### About this task:
Character for character, transcribe the entries below, minus the images.

Records to process START

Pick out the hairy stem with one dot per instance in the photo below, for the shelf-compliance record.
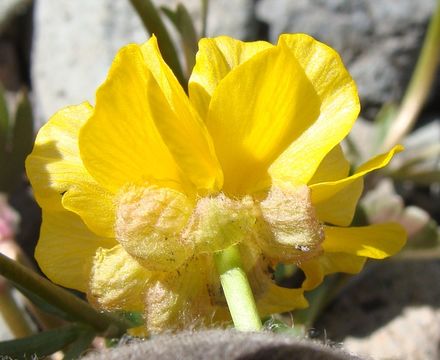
(237, 290)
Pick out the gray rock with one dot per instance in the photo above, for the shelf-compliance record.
(391, 312)
(74, 45)
(378, 40)
(222, 345)
(76, 41)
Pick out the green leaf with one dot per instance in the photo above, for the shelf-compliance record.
(42, 304)
(60, 298)
(188, 36)
(42, 344)
(22, 139)
(77, 348)
(154, 24)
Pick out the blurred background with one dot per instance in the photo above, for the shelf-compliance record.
(55, 53)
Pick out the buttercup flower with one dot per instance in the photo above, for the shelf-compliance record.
(139, 192)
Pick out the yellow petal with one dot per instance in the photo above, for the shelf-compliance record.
(338, 109)
(180, 125)
(339, 209)
(56, 172)
(256, 112)
(95, 205)
(335, 201)
(333, 167)
(117, 281)
(375, 241)
(66, 249)
(54, 164)
(214, 60)
(120, 142)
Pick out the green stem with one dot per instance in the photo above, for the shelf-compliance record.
(60, 298)
(154, 24)
(419, 86)
(237, 290)
(12, 314)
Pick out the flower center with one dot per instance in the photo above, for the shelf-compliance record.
(288, 229)
(163, 228)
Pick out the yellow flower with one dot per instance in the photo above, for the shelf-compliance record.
(140, 191)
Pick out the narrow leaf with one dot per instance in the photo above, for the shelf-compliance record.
(22, 139)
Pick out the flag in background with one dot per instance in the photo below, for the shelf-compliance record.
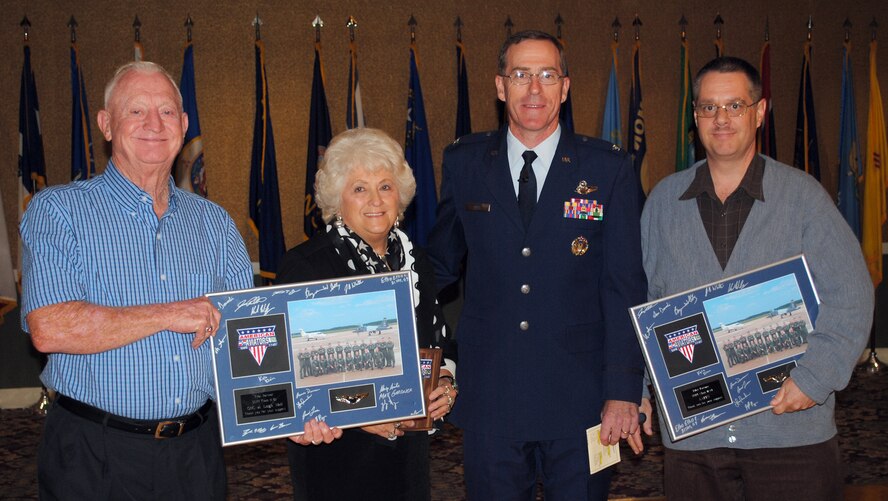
(849, 149)
(83, 165)
(636, 134)
(875, 178)
(32, 165)
(8, 297)
(566, 115)
(684, 142)
(806, 155)
(354, 108)
(767, 135)
(319, 134)
(265, 203)
(420, 214)
(611, 128)
(190, 164)
(463, 111)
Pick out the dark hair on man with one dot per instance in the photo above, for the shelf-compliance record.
(729, 64)
(530, 35)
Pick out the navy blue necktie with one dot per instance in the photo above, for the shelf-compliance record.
(527, 188)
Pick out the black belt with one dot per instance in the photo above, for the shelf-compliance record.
(160, 429)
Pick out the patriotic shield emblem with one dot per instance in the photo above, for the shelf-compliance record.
(683, 341)
(257, 340)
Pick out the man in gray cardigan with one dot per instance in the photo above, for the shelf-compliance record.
(733, 212)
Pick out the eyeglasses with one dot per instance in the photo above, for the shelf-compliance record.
(522, 77)
(733, 110)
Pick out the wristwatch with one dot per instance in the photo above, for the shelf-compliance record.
(452, 381)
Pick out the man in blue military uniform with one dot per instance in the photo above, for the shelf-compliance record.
(548, 222)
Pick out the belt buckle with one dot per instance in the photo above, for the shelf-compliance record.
(162, 427)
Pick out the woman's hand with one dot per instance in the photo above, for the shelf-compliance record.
(442, 398)
(391, 430)
(315, 433)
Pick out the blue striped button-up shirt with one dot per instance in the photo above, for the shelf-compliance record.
(99, 241)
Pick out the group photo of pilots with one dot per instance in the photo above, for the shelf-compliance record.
(755, 347)
(346, 357)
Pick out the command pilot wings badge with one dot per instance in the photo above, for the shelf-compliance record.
(351, 399)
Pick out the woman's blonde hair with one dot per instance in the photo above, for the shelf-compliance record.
(371, 149)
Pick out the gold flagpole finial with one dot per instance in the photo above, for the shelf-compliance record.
(616, 28)
(412, 24)
(719, 23)
(189, 24)
(352, 25)
(257, 23)
(317, 23)
(26, 26)
(72, 24)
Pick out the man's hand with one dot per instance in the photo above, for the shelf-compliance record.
(196, 315)
(790, 398)
(635, 442)
(619, 420)
(316, 432)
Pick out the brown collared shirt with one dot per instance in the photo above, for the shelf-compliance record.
(724, 221)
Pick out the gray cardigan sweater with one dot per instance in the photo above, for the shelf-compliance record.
(796, 217)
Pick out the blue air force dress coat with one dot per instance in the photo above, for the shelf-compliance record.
(544, 336)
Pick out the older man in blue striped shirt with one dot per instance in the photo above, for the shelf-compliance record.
(114, 273)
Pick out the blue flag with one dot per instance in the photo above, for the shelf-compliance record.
(611, 128)
(767, 136)
(265, 203)
(463, 111)
(850, 173)
(190, 164)
(319, 135)
(806, 155)
(354, 116)
(83, 165)
(566, 114)
(420, 215)
(32, 165)
(636, 135)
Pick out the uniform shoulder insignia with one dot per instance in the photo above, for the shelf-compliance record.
(471, 138)
(598, 143)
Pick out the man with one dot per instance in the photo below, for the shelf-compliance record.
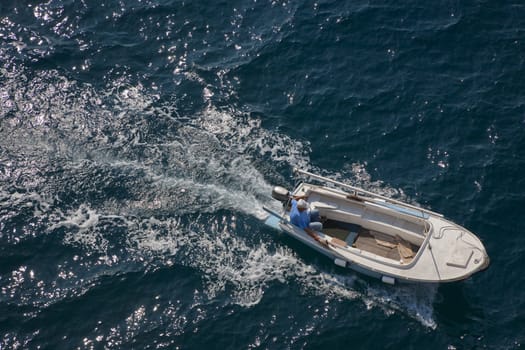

Records to process END

### Response area:
Pick out the hairy stem with one dot per instance in the photo below, for the shelf-compliance record.
(237, 290)
Pick out the gray rock with one dot per instance in the photo above, for the shelf-compliance record.
(391, 312)
(74, 45)
(378, 40)
(222, 345)
(76, 41)
Pick out the green leaf with one dot per instance in the photo above, for the shelf-compliance record.
(42, 304)
(60, 298)
(188, 36)
(42, 344)
(22, 139)
(77, 348)
(154, 24)
Pick out the blurred background with one dot per instance in the photo above, for the shelf-compliance record.
(55, 53)
Pick out the buttercup flower with one dot per instance in the photo above, for the shelf-compliance record.
(139, 192)
Pick out the yellow petal with one dot per instance in the photo above, for the shelf-compliance record.
(338, 109)
(180, 125)
(339, 209)
(56, 172)
(256, 112)
(95, 205)
(335, 201)
(333, 167)
(117, 281)
(375, 241)
(66, 249)
(54, 164)
(214, 60)
(120, 142)
Pick out the green stem with one dot per instance in the photo above, for the shelf-compliance record.
(60, 298)
(154, 24)
(419, 86)
(237, 290)
(12, 314)
Pick out the flower center with one dot per instance in the photo above, for the shelf-compliance record.
(288, 229)
(163, 228)
Pick out the yellow flower with one dot per instance in the photo above, for the shelf-compliance record.
(140, 191)
Pick out the narrow leaf with one dot per instance in the photo above, for the shelf-compliance record.
(22, 139)
Pick out the flag in background with one dot per instance in the photo below, for the shelf-compliance record.
(849, 149)
(83, 165)
(636, 134)
(875, 178)
(32, 165)
(8, 297)
(566, 115)
(684, 142)
(806, 155)
(354, 108)
(767, 135)
(319, 134)
(265, 203)
(420, 214)
(611, 128)
(190, 164)
(463, 111)
Pick out the dark hair on man with one dot per instance in the photo above, for the shelf-compliance record.
(729, 64)
(530, 35)
Pick out the navy blue necktie with one dot per instance in the photo above, for the shelf-compliance record.
(527, 188)
Pick out the black belt with one dot per instance in the photo above, for the shelf-compliance record.
(160, 429)
Pick out the patriotic shield emblem with one dot per instance in the photo above, for the shelf-compliance record.
(683, 341)
(257, 340)
Pick out the man in gray cardigan with one dot per instance in the photo above, for the shelf-compliance record.
(733, 212)
Pick out the eyeglasses with one dot per instance in the photo above, for the shelf-compliance record.
(522, 77)
(733, 110)
Pick out the wristwatch with one dot per instance in the photo above, for the shelf-compliance record.
(452, 381)
Pick out the man in blue military uniform with one dot per instance in the photo above, for the shelf-compliance record.
(548, 222)
Pick out the belt buckle with one dot per instance in the photo above, for the shelf-compliance record.
(162, 427)
Pick out the woman's hand with one dot per instance in the photo above, for the shelf-compliance record.
(442, 398)
(391, 430)
(315, 433)
Pick out the blue striped button-up shirt with one dot per instance in the photo above, for the shelf-compliance record.
(99, 241)
Pick out the group photo of pilots with one dot per instance in the photo above, for the shelf-compliance record.
(755, 347)
(346, 357)
Pick out the command pilot wings badge with one dot per instance in the photo above, for the shelf-compliance record.
(351, 399)
Pick out the woman's blonde hair with one dot per instance in the photo above, for the shelf-compliance record.
(371, 149)
Pick out the gold flagpole finial with one dot per instance in the photo above, for the shelf-compliance record.
(616, 28)
(412, 24)
(719, 23)
(189, 24)
(352, 25)
(257, 23)
(317, 23)
(26, 26)
(72, 24)
Pick out the man's hand with one dot per instance in the photo above, for the shelf-compliance record.
(196, 315)
(790, 398)
(635, 442)
(619, 420)
(316, 432)
Pick out the brown collared shirt with one dot per instance in the photo above, for the shelf-compliance record.
(724, 221)
Pick out the gray cardigan sweater with one dot per instance in the photo above, for the shelf-compliance record.
(796, 217)
Pick out the blue air force dress coat with one dot per instance in the photo above, for the shelf-compliance record.
(544, 336)
Pick out the older man in blue striped shirt with one dot per instance in the photo above, for the shelf-compliance record.
(114, 273)
Pick out the blue flag with one dot per instance in the photo above, for the shelf-compliance record.
(611, 128)
(767, 136)
(265, 203)
(463, 111)
(850, 173)
(190, 164)
(319, 135)
(806, 155)
(354, 116)
(83, 165)
(566, 114)
(420, 215)
(32, 165)
(636, 135)
Pick out the uniform shoulder insignia with one dot per instance in the photo above, for the shelf-compliance record.
(471, 138)
(598, 143)
Pick out the man with one dot per instance in the photo below, for the shelf-compliance record.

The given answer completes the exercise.